» Directions
Copy every line below in full, requests included, and shift each coordinate in the answers up by 104.

Bounding box data excerpts:
========
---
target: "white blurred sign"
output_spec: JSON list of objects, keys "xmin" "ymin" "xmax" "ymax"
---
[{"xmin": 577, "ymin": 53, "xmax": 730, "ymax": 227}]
========
» Exercise response
---
target: "white blurred sign"
output_spec: JSON list of objects, keys "xmin" "ymin" "xmax" "ymax"
---
[{"xmin": 681, "ymin": 157, "xmax": 834, "ymax": 331}]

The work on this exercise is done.